## Given task
According to the mailing-list post about persistent identifiers for GRASS GIS, in which country is DataCite headquartered?

## Page text
[GRASS-PSC] DataCite: Persistent identifers for GRASS GIS - and OSGeo

"Peter Löwe" peter.loewe at gmx.de
Tue Jan 3 07:59:30 PST 2017


Dear GRASS PSC, Allen, and Helmut, (cc: Britta Dreyer, DataCite)

a happy new year to all of you !

Thanks for your feedback regarding the use of persistent identifiers (PID) (like DOI and handles) and sharing the experiences by CoMSES/ASU. 

Sorry for taking so long to reply !

As Michael has pointed out, GRASS is indeed a dynamic, living digital object, consisting of different branches of code and documentation, augmented with add-on modules. 
The use of persistent digital identifiers like Digital Object Identifiers (DOI) or handles for all aspects of the research cycle (including software like GRASS GIS) is still evolving. Currently, it is easy to asssign a PID to relatively static content, like a software release or a data set, while a dynamic digital object(-cluster?), like GRASS, is still a challenge. On the good side, there are already options available how to handle this (recommendations by FORCE11, depending on the use case).

A dialogue on how to address and overcome such challenges would be welcomed by the DataCite organisation, which drives scientific data citation by DOI. DataCite is a NGO, headquartered in Germany. DataCite itself is non-commercial (https://en.wikipedia.org/wiki/DataCite). However, DataCite members _can_ elect to be commercial, by requiring service charges for DOI minting from its customers as they provide infrastructure  (for landing pages, servers, archiving/backup).

I suggest to start a discussion within the GRASS community, to clarify potential benefits by assigning PIDs to aspects of the GRASS project, like GRASS releases, devel-snapshots, add-on modules and the like (-> a topic for FOSS4G ?).

As a lot of potential GRASS add-ons are created in various fields of Academia, I assume that a workflow which assigns PID to GRASS add-on module code which is uploaded into the repository (meeting basic quality criteria) would be beneficial in at least three ways: 1) the researchers receive a reward in the "coin of their realm" for their scientic code, which can be cited in publications; 2) the GRASS community benefits as additional code/functionalities becomes visible/usable for all of us, 3) GRASS as a whole receives more visibility within Academia through search portals for PID.

[Object pointing dataset rows]
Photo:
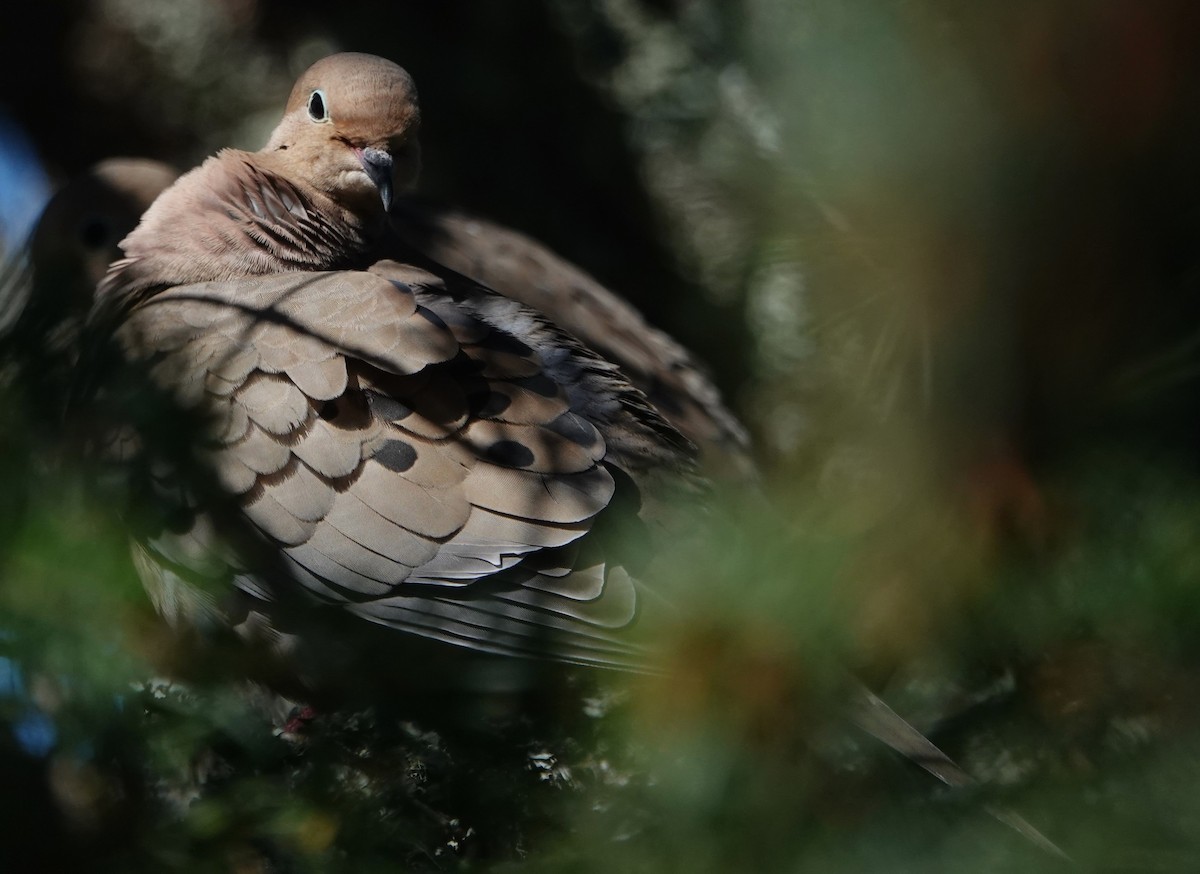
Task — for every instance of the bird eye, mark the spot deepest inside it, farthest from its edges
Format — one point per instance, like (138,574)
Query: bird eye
(317,108)
(94,234)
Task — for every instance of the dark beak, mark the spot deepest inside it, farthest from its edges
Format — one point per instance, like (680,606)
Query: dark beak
(377,163)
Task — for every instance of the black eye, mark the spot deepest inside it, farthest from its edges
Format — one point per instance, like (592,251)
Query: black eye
(317,108)
(94,234)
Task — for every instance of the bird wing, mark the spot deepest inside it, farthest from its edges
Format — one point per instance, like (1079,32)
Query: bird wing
(412,461)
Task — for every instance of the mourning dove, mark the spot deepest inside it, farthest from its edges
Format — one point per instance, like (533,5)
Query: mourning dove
(414,449)
(401,446)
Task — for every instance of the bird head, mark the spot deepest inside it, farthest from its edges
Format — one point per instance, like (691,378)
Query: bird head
(351,124)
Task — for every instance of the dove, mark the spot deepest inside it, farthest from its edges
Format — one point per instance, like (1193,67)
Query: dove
(383,444)
(411,448)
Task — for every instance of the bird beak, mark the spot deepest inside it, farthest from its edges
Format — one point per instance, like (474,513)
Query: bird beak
(378,165)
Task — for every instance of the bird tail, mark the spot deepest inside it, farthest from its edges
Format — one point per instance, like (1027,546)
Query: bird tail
(876,718)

## Finished exercise
Germany.